* [Objective] Could you update the listing below so that "thickest part" becomes "widest part" everywhere, with nothing else altered?

* [Input]
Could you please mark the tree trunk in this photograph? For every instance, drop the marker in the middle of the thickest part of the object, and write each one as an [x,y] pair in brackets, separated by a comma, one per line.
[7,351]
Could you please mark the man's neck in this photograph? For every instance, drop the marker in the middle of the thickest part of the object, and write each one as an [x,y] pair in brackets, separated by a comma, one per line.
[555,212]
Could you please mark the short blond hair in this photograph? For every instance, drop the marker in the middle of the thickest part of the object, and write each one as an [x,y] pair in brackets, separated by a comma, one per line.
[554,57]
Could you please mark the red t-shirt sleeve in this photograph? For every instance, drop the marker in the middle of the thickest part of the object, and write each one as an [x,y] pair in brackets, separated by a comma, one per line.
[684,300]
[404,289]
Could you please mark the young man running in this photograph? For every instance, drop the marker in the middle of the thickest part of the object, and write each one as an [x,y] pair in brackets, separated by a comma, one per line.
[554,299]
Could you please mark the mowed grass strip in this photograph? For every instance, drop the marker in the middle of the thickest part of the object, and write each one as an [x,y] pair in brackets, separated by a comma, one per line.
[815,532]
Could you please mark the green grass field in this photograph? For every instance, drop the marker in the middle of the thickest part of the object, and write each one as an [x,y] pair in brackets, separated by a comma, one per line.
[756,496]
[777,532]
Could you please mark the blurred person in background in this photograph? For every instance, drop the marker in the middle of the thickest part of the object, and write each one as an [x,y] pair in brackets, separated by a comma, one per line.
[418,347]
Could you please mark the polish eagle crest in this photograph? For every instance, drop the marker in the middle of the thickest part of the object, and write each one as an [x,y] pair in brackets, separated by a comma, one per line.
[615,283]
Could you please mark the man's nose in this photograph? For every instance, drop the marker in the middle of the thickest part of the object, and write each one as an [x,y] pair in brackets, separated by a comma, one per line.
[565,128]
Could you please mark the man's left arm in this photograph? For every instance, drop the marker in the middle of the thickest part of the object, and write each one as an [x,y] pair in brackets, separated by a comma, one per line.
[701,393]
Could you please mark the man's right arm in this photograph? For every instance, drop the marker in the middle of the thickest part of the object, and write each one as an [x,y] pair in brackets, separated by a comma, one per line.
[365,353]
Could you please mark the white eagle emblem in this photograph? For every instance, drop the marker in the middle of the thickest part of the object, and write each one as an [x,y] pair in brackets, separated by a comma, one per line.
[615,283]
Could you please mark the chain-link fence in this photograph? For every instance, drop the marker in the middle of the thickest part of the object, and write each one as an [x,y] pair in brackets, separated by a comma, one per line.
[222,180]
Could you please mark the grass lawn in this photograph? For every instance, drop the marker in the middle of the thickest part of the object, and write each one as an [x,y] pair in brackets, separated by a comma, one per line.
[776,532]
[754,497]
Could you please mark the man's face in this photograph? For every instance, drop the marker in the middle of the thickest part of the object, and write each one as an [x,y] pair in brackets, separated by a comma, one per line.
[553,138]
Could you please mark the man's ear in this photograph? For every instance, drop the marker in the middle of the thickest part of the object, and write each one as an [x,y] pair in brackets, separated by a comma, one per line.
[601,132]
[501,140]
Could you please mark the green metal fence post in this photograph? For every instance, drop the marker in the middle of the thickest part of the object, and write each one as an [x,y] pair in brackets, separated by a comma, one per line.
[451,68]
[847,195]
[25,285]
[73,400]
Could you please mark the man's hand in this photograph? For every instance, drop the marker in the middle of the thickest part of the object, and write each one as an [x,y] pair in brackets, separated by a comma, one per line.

* [Exercise answer]
Could you please mark the tree trunk in this photograph? For every instance, drop the marker in the middle of the widest part of the object, and write each one as an [x,y] pair in brackets, separated by a comma, one per line.
[7,351]
Could you please mark the man's neck in this photograph? For every instance, drop the marker in the middle of the widest part of the object, and write each one as an [x,y] pair in brackets, separated by a comma, one per line.
[555,212]
Could you please mark the short blond hair in this photograph? For every instance, drop the marker in the middle of the widest part of the object, and write each one as an [x,y] pair in brackets, separated by a comma, one per line.
[554,57]
Could you please mark the red t-shirt sleeve in this photograph? For every instance, drop the marker in the middle of the widest part of the object, and write each one as an [x,y] pair in brackets, separated by a comma, one per line.
[684,300]
[404,289]
Could you please mark the young man running in this photograph? For every instance, drop the marker in the middle of the widest part of the object, and write each one as an [x,y] pair in brackets, separated by a comma, one per line.
[554,299]
Could you please mark the mowed grass strip in this photograph? For every instance, drop the marker in the middle of the widest part of the object, and write each one as an [x,y] pair in brackets, separated by a comma, one per line.
[815,532]
Could you please mark the green grass field in this photograph? For every instance, drop the marker in the middle of the widest part of the object, and write each one as an [x,y] pair in brackets, separated by a comma, one per line.
[756,496]
[777,532]
Could you please mark the blurred person in background in this photograph? For every instance, drop the marker in the middle of the widest part of the object, and write each one as an [x,y] pair in brackets, separated by a comma, one per line.
[418,347]
Could you please mark the polish eagle crest in this photograph? For every instance, drop the marker in the middle of the widest part of the object, and write each one as an [x,y] pair in brackets, separated by a comma, one per line.
[615,283]
Could you please mark the man's nose in this photograph? For every instance, drop the marker in the middle of the widest part of the object, and write each one as an [x,y] pair in brackets, separated by a comma, one per line.
[565,128]
Could you please mark the man's left arm in this photograph? For every instance, drop the marker in the middle of the widest part of the object, and write each one as an [x,y] pair in brackets, separated by a comma, one per line.
[701,393]
Could you please mark the man's right arm in this photograph? For every instance, drop the marker in the middle of the widest part of the object, and write each one as an [x,y] pair in brackets, separated by a comma, one per line.
[365,353]
Could you please mark the white eagle emblem in this photograph? For every instance, drop the marker in the middle of the widest part of the object, and write each one as an [x,y] pair in brackets, separated by a comma, one per line.
[615,283]
Could you please mark the chain-link fence in this photograph? For every instance, drop the marker in the middle of the widest part of the object, and write each one as an [x,y] pair in brackets, separated by a comma, one per line.
[222,180]
Could you please mark the grass lawn in this photograph? For every instance, drop the marker in the middle of the widest part of the object, and write each one as an [x,y] pair in brackets, separated by a comma, one per line.
[776,532]
[754,497]
Could you please mark the man's face in this photograph? For every instance, drop the marker in the middle of the widest part of the object, and write each one as an [x,y] pair in brackets, separated by a comma, one per line.
[553,138]
Could you please mark the man's ear in this photograph? For every instance, drop the marker in the middle of the widest part of the object, and write each one as an [x,y] pair in brackets, separated by a comma, one per line.
[601,132]
[501,140]
Could you please mark the green metal fence post in this photograph? For every instance, drop the marker in the middle of the widest part of the object, and write each one as an [x,y] pair in brackets, separated by a comma, one per line.
[451,68]
[847,195]
[25,285]
[73,400]
Could you please mark the man's hand in this photograph? For every instance, drop the marker in the middle of the widest part of the object, and write each one as an [x,y] pair in brackets, separated by a comma, one per line.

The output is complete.